• _Given request_
Below is a block of records; repeat all of them exactly.

• _Items_
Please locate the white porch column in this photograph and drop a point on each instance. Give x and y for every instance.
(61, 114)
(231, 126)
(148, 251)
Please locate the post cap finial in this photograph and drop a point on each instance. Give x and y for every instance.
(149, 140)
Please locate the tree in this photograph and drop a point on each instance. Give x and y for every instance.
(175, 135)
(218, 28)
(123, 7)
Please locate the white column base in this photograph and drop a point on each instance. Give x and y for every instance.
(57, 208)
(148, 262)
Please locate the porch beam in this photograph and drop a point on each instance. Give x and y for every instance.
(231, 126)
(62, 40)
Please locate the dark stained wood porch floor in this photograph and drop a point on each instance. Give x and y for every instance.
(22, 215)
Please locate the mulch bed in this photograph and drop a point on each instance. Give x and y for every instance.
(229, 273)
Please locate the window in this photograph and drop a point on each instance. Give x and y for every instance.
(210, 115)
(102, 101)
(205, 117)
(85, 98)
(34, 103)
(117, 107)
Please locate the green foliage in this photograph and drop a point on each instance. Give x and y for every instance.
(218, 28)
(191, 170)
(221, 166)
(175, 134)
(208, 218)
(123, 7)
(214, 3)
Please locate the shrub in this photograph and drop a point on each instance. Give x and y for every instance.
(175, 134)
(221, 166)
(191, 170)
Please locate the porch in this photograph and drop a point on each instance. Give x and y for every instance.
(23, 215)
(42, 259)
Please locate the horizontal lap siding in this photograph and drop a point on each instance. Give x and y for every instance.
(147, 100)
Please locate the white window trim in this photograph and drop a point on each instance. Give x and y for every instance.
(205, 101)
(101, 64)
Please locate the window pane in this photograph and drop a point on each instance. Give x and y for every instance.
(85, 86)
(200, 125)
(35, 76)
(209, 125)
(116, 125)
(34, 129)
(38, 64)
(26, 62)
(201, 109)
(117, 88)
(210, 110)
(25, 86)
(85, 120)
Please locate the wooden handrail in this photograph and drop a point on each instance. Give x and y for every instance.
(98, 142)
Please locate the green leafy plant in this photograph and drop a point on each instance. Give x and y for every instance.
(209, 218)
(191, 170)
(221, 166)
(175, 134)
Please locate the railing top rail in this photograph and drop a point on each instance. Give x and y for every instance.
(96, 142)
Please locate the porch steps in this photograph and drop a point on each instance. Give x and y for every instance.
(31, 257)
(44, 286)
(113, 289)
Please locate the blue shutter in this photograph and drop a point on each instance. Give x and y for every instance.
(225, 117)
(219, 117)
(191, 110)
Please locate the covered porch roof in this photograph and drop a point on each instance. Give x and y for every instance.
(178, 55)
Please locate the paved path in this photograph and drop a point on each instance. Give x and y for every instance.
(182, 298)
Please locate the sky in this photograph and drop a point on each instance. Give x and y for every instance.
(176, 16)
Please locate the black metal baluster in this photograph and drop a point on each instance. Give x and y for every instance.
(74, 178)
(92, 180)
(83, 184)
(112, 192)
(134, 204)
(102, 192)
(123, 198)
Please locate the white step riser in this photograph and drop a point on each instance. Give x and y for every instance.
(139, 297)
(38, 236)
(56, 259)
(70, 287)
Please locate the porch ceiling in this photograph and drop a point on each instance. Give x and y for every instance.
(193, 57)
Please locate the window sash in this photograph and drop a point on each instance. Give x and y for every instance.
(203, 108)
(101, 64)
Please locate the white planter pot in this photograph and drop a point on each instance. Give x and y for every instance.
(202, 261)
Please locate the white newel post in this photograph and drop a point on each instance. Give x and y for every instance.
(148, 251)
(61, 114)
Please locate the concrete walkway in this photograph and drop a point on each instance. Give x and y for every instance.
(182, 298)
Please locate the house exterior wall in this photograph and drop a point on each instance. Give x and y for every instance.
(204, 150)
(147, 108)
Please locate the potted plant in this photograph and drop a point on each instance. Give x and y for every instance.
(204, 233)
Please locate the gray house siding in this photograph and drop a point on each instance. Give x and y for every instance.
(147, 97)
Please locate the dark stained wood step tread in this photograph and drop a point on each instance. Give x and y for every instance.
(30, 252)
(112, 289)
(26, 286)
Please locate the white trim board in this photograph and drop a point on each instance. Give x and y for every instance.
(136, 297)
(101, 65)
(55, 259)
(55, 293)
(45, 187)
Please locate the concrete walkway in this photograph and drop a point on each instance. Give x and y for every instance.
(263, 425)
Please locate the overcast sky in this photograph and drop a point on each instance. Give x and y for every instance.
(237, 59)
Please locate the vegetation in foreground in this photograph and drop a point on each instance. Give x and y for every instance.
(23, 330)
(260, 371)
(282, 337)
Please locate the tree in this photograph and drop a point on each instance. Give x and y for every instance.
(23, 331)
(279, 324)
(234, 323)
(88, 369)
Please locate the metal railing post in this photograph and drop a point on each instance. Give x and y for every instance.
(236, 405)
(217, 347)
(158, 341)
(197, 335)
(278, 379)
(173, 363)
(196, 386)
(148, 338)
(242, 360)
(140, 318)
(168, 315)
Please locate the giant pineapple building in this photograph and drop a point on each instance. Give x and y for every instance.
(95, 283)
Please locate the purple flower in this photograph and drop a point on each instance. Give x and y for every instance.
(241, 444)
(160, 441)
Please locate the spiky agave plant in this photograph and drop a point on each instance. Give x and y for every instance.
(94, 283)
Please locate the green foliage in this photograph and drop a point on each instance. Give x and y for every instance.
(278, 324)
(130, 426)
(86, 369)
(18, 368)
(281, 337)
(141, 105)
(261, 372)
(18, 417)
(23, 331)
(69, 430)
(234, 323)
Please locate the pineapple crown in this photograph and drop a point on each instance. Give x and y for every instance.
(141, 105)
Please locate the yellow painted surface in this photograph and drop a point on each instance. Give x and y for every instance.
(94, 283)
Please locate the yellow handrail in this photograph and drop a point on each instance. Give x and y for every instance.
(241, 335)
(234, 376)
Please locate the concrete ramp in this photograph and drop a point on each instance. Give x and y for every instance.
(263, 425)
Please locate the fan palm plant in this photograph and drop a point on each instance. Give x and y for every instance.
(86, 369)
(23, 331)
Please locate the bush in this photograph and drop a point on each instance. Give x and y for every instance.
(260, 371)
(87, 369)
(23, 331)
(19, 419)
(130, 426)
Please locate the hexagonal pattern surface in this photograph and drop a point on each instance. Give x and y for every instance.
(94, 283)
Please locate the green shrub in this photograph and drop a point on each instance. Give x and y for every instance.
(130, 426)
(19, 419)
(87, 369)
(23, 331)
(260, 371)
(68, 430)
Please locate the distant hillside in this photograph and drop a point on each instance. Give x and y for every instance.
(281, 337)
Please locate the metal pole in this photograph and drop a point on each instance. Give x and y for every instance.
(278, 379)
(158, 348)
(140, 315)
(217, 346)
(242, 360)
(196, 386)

• _The result_
Please locate the white porch column in this photograph and drop a point on each instance. Give x and y for every instance.
(61, 114)
(231, 126)
(148, 251)
Please locate the post cap finial in this photograph and drop a point on each instance. Give x and y for every instance.
(149, 140)
Please locate the tree in this photograph and drop a point on each instance. Give x and y for every instance.
(175, 135)
(218, 28)
(123, 7)
Please locate the white column base in this photograph and drop a point on each instance. Give x and y for every instance.
(57, 208)
(148, 262)
Please locate the porch beam in this photograph and drop a point on each instance. Give x and y for every instance.
(231, 126)
(62, 40)
Please locate the dark stained wood porch floor in this photograph and drop a point on each instance. Give x and y for every instance.
(22, 215)
Please locate the mulch bed in this photograph and drop a point on each instance. Give x and y for every instance.
(229, 273)
Please locate the window in this photograph and drop a point on each instance. Give x and y for every instance.
(210, 115)
(102, 101)
(205, 117)
(85, 98)
(34, 103)
(117, 107)
Please locate the green foliage in this photograph and drop a point on each instance. Give x and y for every instance.
(218, 28)
(191, 170)
(221, 166)
(175, 134)
(208, 218)
(123, 7)
(214, 3)
Please locate the shrub in this photograph and drop a point on each instance. Give x and y for every instance.
(175, 134)
(221, 166)
(191, 170)
Please locate the porch in this photograph and drop a point on each instance. Give x and y for every instance.
(23, 215)
(42, 259)
Please locate the horizontal lap siding in this photograph and drop a point on each instance. Give x and y for every instance.
(147, 100)
Please locate the white window trim in this photograph and drop a point on each instance. Give x and y for every instance.
(205, 101)
(101, 64)
Please locate the window pane in this photograph and drop a point on each instance. Give x and y for every instance.
(85, 86)
(200, 125)
(35, 76)
(209, 125)
(116, 125)
(34, 129)
(38, 64)
(26, 62)
(201, 109)
(117, 88)
(210, 110)
(25, 86)
(85, 120)
Please locate the wooden handrail in this photograph and drop a point on each instance. Give x and y for every instance.
(98, 142)
Please locate the green leafy plant in this photograph and drop a point on each instance. Give x and y for every instance.
(209, 218)
(191, 170)
(221, 166)
(175, 134)
Please locate the railing top rail in this photograph and drop a point on each instance. Give x and y for every instance.
(96, 142)
Please locate the porch steps in this photograph and drop a point on each instance. Give x and y for every instance.
(31, 257)
(44, 286)
(113, 289)
Please locate the blue shutter in this photograph and drop a point on each instance. Give x and y for every instance.
(225, 117)
(219, 117)
(191, 110)
Please locate the covered porch roof in this photograph and drop a point on each instance. Give x and y for every instance.
(178, 55)
Please locate the paved path in this photograph and drop a point on each instance. Give x and y for every instance.
(182, 298)
Please locate the sky in this photograph and drop a point on each instance. Give x and y for every instance.
(176, 16)
Please locate the black metal baluster in this photograph and drop a point on each instance. Give x and y for every instance.
(74, 178)
(92, 180)
(83, 184)
(112, 192)
(134, 204)
(102, 192)
(123, 198)
Please locate the white step riser in this photograph and drop a point on each instance. Give x and y for every instance.
(139, 297)
(38, 236)
(56, 259)
(70, 287)
Please locate the porch ceiling in this photograph and drop a point on each instance. Give x and y for every instance.
(193, 57)
Please locate the window sash in this photograph and drop a point on each instance. Give x and y for every instance.
(203, 108)
(101, 64)
Please locate the white planter pot in this photograph and drop a point on each instance. Give x and y for every instance.
(202, 261)
Please locate the white newel post in this photograph and drop a point on each instance. Give x and y for every instance.
(148, 251)
(61, 114)
Please locate the concrete walkway in this photograph and drop a point on each instance. Give x and y for every instance.
(182, 298)
Please locate the house exterior wall in this photograph and drop a point on each instance. Give x and y for every instance.
(204, 150)
(147, 108)
Please locate the potted plant in this photograph and drop a point on each instance. Give x and y for every instance.
(204, 233)
Please locate the gray house siding in this photograph and drop a point on each instance. Give x and y for every instance.
(147, 97)
Please locate the dark stained wood step tread in this photograph and drop a point on each instance. Give x and y for every instance.
(30, 252)
(112, 289)
(26, 286)
Please locate the white trim board in this photograph and drop a point on each instance. Give x and y for every instance.
(136, 297)
(101, 65)
(55, 259)
(55, 293)
(45, 187)
Please locate the concrete walkway in this photograph and drop a point on each instance. Give x and y for every instance.
(263, 425)
Please locate the overcast sky in this photograph and drop a point on each instance. Give x and y for every instance.
(237, 59)
Please locate the vegetation in foreground in this photograph and drop a point on each instance. Give x and y for every instance.
(23, 330)
(260, 371)
(282, 337)
Please locate the tree in this photograph and drop a point on each instance. Give x and y for every instance.
(23, 331)
(279, 324)
(234, 323)
(88, 369)
Please locate the metal railing post in this photograph and drop a point on each instance. Give x and y for every instance.
(236, 405)
(217, 347)
(158, 341)
(197, 335)
(278, 379)
(173, 363)
(196, 386)
(148, 338)
(242, 360)
(140, 318)
(168, 315)
Please locate the giant pineapple building in this photograph and drop a point on each instance. Give x and y for every instance.
(95, 283)
Please locate the purple flower in this photograph and drop a point on each instance. Give x and y for every instance.
(241, 444)
(160, 441)
Please locate the spiky agave plant in this photograph and drop a point on each instance. Give x and y for every instance.
(94, 283)
Please locate the green foliage in this photograph and drop a point on each instance. Give x and y for every instance.
(278, 324)
(130, 426)
(86, 369)
(18, 368)
(281, 337)
(141, 105)
(261, 372)
(18, 417)
(23, 331)
(69, 430)
(234, 323)
Please locate the pineapple crown in this photograph and drop a point on each instance. Give x and y for every instance.
(141, 105)
Please locate the yellow painted surface in this photograph and drop a point on each instance. Give x and y for every instance.
(94, 283)
Please locate the yellow handrail in this photograph and drop a point on each instance. Give x and y for every instance.
(241, 335)
(234, 376)
Please locate the concrete ramp in this photograph and drop a point on each instance. Give x and y for every instance.
(263, 425)
Please locate the fan palm plant in this photograph and drop a point on each instance. Give x and y for every instance.
(86, 369)
(23, 331)
Please locate the bush in this photograph and drop a point on each instance. Give x and y for every instance.
(260, 371)
(87, 369)
(23, 331)
(19, 419)
(130, 426)
Please locate the hexagonal pattern surface in this photograph and drop a point on each instance. Give x and y for every instance.
(94, 283)
Please locate the green shrub in this photograph and drop a point on each instance. Give x and y for every instance.
(130, 426)
(19, 419)
(87, 369)
(23, 331)
(260, 371)
(68, 430)
Please locate the distant hillside in this photograph and drop a point on each instance. Give x and y for every instance.
(281, 337)
Please locate the metal pole in this photograph and drop a point on each instance. Give x and y for every instance.
(278, 379)
(158, 348)
(140, 315)
(217, 346)
(242, 360)
(196, 386)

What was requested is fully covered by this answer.